> Source document:
AXM Staking
Complete guide to staking AXM coin on Axiome Chain: detailed overview of reward types and risk management.

DPoS (Delegated Proof of Stake) delegation is a mechanism for securely transferring (locking) your AXM in a validator’s stake. This mechanism was developed for the following purposes:
Strengthening the stability of Axiome Chain. The more AXM is locked, the harder it is to influence consensus.
Mining new AXM.
Providing the community with an attractive source of rewards.
Reducing the circulation of free coins.
Types of rewards
There are three types of staking rewards:
1. Mining new AXM
The reward rate for mining new AXM ranges from 1% to 20% per month and is determined by a unique floating rate mechanism.
This mechanism monitors, block by block, the ratio of all delegated AXM to all mined AXM and sets the current reward rate depending on the value of that ratio.
0.3% of your reward is allocated to the validator. The validator’s fee has only a minor impact on your final reward, but it helps the validator maintain and improve their node, making Axiome Chain more stable.
Example:
You delegated 10,000 AXM. The reward rate is 20% per month. After 30 days, you should receive 2,000 AXM as a reward, minus the validator’s 0.3% fee (6 AXM). Total: 1,994 AXM.
2. Share of network fees
All transactions in Axiome Chain require a fee paid to validators for execution. 30% of the collected fees are burned, and the remaining amount is distributed as follows: 70% to the validator’s delegators and 30% to the validator itself for maintaining and improving its node.
Example:
The total fee from all transactions included in a block amounted to 100 AXM. 30% (30 AXM) is immediately burned.
Seven validators participated in signing the block, splitting the remaining fee equally (10 AXM each).
You delegated 200 AXM to one of these validators, while the validator’s total stake is 1,000 AXM. Thus, your share in the validator’s stake is 20%. This means your reward is 20% of the fees collected by the validator, minus the validator’s 30% commission.
Result: (10 – 30%)* 0.2 = 1.4 AXM.
Choose the most stable validators. If a validator misses block signing, it won’t generate delegation rewards for that block.
In the block explorer, pay attention to the Uptime indicator. The higher this indicator, the more stable the validator.
Delegate to multiple validators to minimize the risk of missing out on rewards.
3. Share of Community Pool income
This module is still under development.
Subscribe to our Telegram to be the first to know the launch date of the Community Pool:
With the development of the Axiome ecosystem, the Community Pool will become one of the most attractive ways of generating profit in the cryptocurrency market.
This solution is an exceptionally effective method of rewarding stakers with multiple liquid rewards at once.
The method of distributing the pool’s profit is extremely simple:
Just go to the block explorer.
Open the Community Pool section.
Connect your wallet.
Claim your accumulated rewards with a single click!
Read more about what the Community Pool is here.

> Raw data:
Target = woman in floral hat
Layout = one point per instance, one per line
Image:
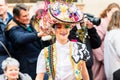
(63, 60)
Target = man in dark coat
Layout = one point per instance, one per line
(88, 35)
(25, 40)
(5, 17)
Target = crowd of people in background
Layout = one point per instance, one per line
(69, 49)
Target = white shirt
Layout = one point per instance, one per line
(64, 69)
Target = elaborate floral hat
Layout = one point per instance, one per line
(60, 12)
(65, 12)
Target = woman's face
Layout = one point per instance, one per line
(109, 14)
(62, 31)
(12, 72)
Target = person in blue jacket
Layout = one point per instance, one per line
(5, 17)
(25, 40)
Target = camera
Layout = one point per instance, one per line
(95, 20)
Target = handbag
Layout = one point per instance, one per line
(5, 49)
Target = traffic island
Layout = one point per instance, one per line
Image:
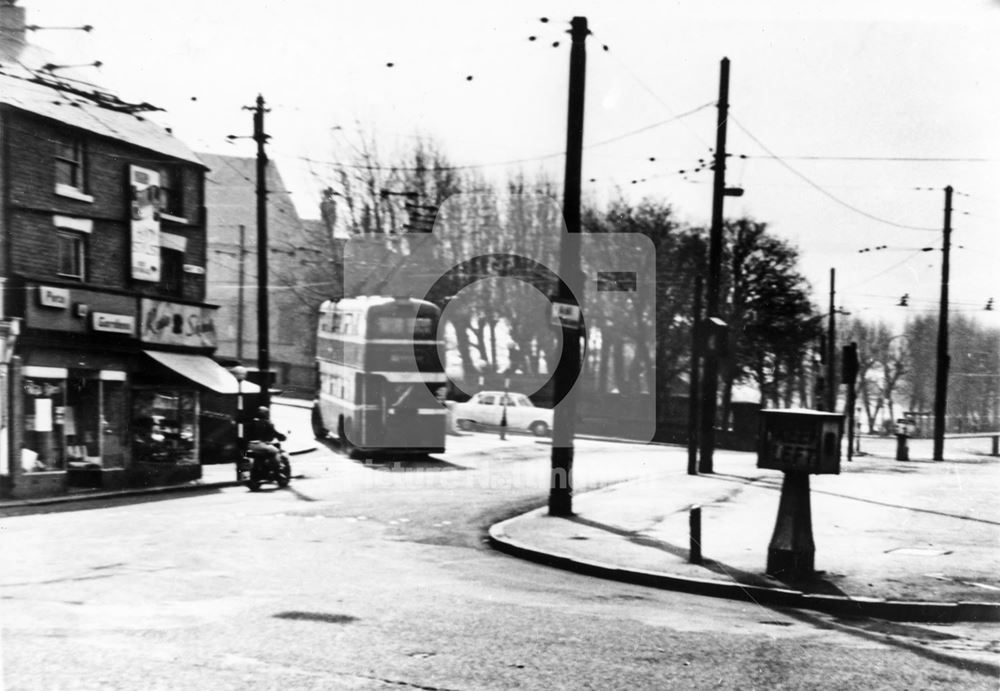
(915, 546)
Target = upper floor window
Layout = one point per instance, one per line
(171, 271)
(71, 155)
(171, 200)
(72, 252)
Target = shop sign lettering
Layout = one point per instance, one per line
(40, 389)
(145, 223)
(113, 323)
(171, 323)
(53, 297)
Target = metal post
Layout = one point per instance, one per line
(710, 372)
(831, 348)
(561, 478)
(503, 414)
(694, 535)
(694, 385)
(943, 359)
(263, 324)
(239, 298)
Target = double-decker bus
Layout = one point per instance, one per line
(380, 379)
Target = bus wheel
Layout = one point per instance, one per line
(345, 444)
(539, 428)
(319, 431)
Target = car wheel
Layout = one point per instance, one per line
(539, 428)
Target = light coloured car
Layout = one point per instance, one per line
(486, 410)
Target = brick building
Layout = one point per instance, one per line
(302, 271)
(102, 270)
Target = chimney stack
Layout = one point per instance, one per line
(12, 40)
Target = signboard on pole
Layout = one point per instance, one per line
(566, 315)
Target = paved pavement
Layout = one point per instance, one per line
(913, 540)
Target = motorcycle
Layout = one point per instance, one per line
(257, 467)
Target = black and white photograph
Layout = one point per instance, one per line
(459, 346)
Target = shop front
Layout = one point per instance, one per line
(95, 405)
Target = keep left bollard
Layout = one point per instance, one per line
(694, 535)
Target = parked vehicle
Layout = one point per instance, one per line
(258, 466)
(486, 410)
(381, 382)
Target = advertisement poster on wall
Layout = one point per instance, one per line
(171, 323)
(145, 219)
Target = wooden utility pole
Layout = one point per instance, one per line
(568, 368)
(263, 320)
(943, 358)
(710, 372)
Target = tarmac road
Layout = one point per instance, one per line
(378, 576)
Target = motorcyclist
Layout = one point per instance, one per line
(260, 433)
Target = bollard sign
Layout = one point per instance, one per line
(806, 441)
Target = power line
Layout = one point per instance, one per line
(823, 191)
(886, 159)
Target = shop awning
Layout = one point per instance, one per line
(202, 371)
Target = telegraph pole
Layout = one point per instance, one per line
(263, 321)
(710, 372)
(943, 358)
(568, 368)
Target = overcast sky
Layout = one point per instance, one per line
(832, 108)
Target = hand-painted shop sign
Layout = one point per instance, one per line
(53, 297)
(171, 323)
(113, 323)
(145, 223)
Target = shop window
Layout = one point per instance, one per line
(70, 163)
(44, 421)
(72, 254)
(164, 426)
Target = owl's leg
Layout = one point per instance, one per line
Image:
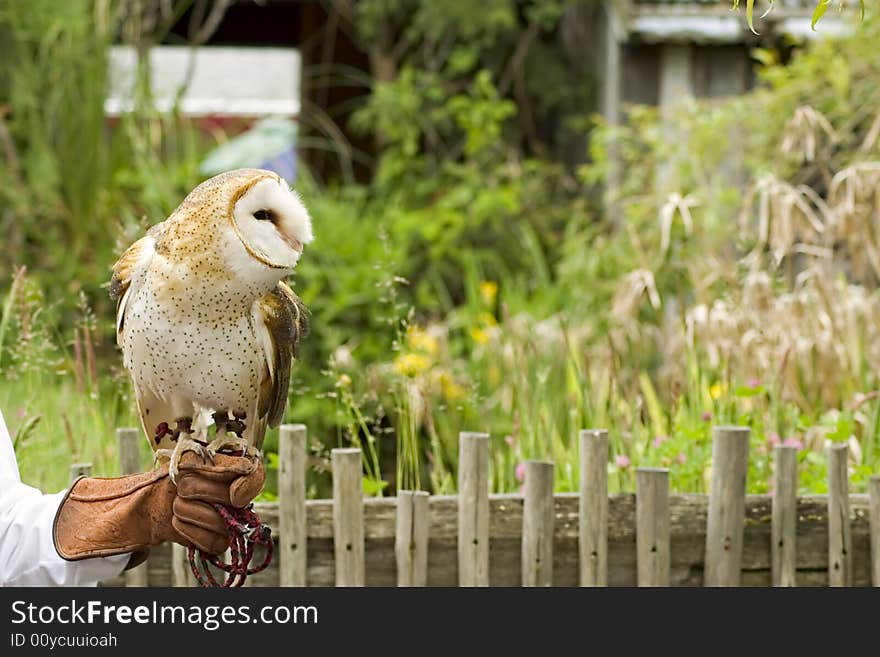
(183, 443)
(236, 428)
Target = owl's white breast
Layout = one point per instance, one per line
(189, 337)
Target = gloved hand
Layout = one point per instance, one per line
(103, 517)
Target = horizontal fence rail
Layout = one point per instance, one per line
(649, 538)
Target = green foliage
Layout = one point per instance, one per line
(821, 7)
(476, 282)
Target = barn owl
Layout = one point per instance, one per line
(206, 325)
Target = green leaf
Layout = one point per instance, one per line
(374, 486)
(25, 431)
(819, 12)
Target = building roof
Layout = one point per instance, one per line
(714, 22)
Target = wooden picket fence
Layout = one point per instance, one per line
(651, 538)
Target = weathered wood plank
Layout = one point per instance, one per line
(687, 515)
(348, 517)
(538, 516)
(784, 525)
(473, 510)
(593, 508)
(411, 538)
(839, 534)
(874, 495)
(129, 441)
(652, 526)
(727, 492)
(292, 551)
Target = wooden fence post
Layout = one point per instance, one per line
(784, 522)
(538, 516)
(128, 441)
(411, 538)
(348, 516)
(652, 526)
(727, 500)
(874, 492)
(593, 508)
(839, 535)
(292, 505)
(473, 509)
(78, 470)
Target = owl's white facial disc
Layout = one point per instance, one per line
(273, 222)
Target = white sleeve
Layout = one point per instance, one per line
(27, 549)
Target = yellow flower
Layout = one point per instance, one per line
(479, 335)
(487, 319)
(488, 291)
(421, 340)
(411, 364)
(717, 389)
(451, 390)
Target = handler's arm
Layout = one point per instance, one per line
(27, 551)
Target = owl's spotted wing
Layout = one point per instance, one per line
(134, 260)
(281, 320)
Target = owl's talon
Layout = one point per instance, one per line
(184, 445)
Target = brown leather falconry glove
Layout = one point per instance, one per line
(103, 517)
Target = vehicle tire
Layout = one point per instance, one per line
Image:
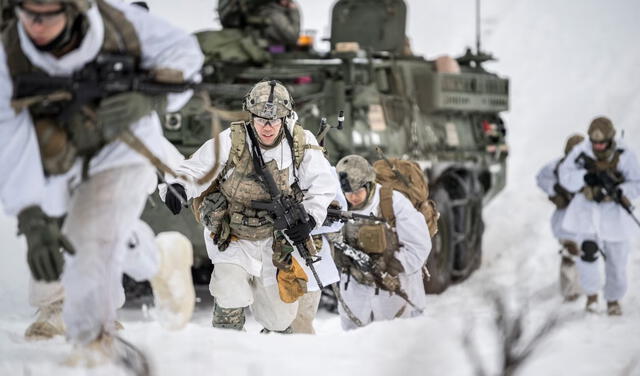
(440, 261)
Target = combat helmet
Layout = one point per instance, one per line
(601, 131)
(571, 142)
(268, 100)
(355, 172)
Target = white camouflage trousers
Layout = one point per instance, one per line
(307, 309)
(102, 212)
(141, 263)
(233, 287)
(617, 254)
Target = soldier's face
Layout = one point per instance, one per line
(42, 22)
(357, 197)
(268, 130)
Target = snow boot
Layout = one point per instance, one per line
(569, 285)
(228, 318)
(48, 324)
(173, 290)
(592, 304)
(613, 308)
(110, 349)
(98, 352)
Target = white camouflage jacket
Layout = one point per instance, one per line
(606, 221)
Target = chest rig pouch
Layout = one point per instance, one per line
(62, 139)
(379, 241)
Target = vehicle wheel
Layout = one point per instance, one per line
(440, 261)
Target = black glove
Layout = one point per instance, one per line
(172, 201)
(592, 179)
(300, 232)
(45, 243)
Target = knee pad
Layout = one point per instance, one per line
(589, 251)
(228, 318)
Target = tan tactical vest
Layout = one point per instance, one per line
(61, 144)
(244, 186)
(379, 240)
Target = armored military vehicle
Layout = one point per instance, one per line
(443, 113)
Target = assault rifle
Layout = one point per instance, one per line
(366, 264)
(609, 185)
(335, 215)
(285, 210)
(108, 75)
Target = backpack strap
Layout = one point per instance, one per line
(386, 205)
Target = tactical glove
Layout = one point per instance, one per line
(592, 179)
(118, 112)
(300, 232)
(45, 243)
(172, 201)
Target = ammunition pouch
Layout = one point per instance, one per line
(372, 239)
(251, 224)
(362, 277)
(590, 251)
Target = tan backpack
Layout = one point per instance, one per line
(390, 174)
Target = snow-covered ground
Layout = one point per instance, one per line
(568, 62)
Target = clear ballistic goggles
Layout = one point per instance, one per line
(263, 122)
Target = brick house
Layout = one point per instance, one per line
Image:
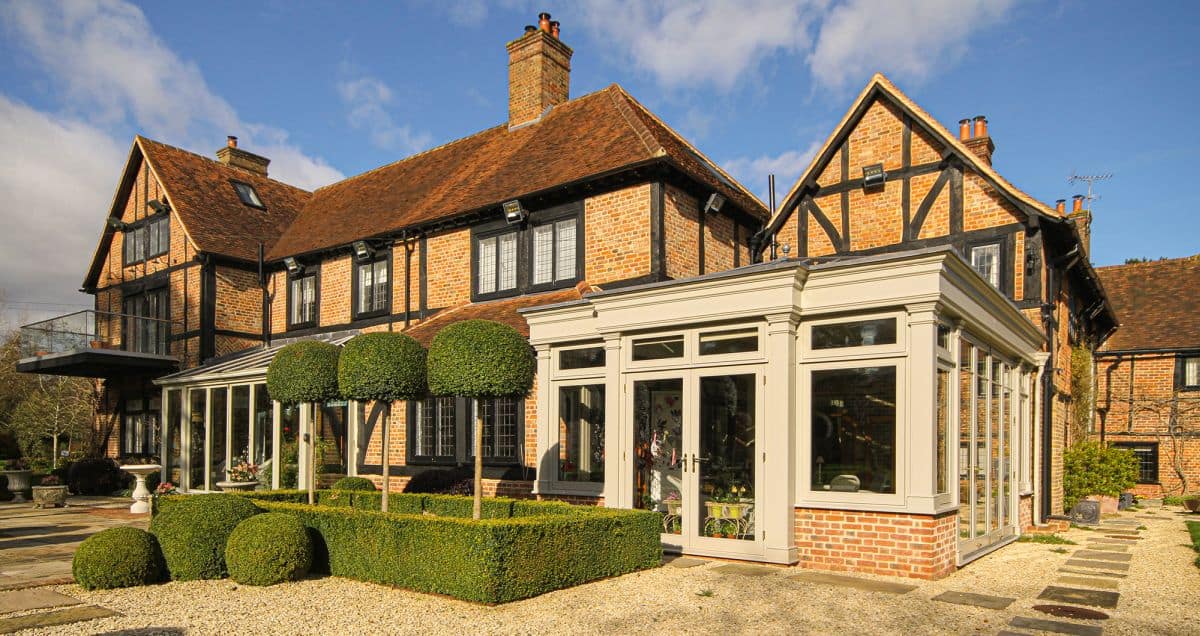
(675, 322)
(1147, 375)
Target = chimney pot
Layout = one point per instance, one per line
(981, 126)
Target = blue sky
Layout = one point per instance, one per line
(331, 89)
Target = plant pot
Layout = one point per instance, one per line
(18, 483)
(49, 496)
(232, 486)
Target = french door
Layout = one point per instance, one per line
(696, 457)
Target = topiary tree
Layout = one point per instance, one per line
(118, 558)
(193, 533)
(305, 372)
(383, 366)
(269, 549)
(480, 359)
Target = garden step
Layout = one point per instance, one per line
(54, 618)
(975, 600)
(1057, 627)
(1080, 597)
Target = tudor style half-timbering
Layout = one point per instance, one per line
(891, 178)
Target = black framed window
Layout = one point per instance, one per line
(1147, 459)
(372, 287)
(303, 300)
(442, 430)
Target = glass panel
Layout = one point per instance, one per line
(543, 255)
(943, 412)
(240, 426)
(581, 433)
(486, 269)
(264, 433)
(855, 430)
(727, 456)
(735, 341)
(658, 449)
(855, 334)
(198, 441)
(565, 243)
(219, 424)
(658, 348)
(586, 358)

> Written task 1: In the AXM staking guide, what percentage of the collected network fees is burned?
> Written task 2: From the AXM staking guide, quote the stretch from "Result: (10 –" through "the cryptocurrency market.".
> Written task 3: Continue the AXM staking guide from the point where it ends.

> Exercise answer 1: 30% of the collected fees are burned.

> Exercise answer 2:
Result: (10 – 30%)* 0.2 = 1.4 AXM.
Choose the most stable validators. If a validator misses block signing, it won’t generate delegation rewards for that block.
In the block explorer, pay attention to the Uptime indicator. The higher this indicator, the more stable the validator.
Delegate to multiple validators to minimize the risk of missing out on rewards.
3. Share of Community Pool income
This module is still under development.
Subscribe to our Telegram to be the first to know the launch date of the Community Pool:
With the development of the Axiome ecosystem, the Community Pool will become one of the most attractive ways of generating profit in the cryptocurrency market.

> Exercise answer 3:
Risk Management
To minimize the risk of hyperinflation, in addition to the four types of burning, a mechanism was introduced that automatically sets the rate for mining new AXM based on the ratio of all delegated AXM to all mined AXM.
This mechanism allows the community to independently control the pace of mining.
A healthy ratio of delegated AXM to mined AXM is set at 95%. If the ratio always remains at 95% or higher, the rate will stay at the maximum (20% per month).
Formula for calculating the ratio:
Delegated / Mined * 100%.
Mined = all AXM not delegated + all AXM delegated + all AXM in the process of undelegation.
Accumulated but not yet claimed delegation rewards are not included in the calculation.
>95%
20%/mo.
90% - 95%
17%/mo.
85% - 90%
14%/mo.
80% - 85%
10%/mo.
75% - 80%
8%/mo.
70% - 75%
5%/mo.
65% - 70%
2%/mo.
<65%
1%/mo.
The mechanism is fully autonomous and monitors the ratio with every new block in Axiome Chain (~5 seconds).
You can find the current ratio of delegated coins to mined coins in the Axiome Wallet app at the end of the “AXM Staking” section.
How to delegate AXM?
Step 1. In the Axiome Wallet mobile app, go to the “Staking” tab and open the “AXM Staking” section.

Step 2. Click the “Delegate” button.

Step 3. Choose a validator, specify the amount and click “Confirm.” Your AXM will be transferred from your wallet to the stake of the chosen validator.

For each delegation, a 15% partnership fee is charged for higher-level users in the partnership program. This motivates the community to be more involved in the project’s growth by paying generous partnership rewards.
Where do delegation rewards go?
All delegation rewards accumulate in the same section (AXM Staking) under the “Delegated” card. Click “Claim” to transfer rewards to your wallet.

How to undelegate AXM?
Step 1. Go to the “AXM Staking” section and click the “Undelegate” button.

Step 2. Select the validator and enter the amount for undelegation. Then click “Confirm.”

After 30 days, your AXM will be moved back to your wallet minus a 10% burn fee.
You can have a maximum of 7 active undelegations within a single validator.
How to cancel undelegation?
If you cancel an active undelegation before it is completed, your AXM will return to the validator’s stake, and the 10% burn will not occur.
Step 1. Find the transaction titled “Initiating Undelegation” in your AXM wallet’s transaction history.

Step 2. Click on this transaction and in the pop-up window, press the “Cancel” button.

Step 3. Refresh the page, find the same “Initiating Undelegation” transaction again, and make sure there is a red cross next to the amount, confirming that the undelegation was canceled and the AXM returned to the validator’s stake. You will also see a new transaction appear in your history: “Cancel Undelegation”.

When canceling undelegation, AXM return to the validator’s stake without the need to pay the 15% partnership fee again.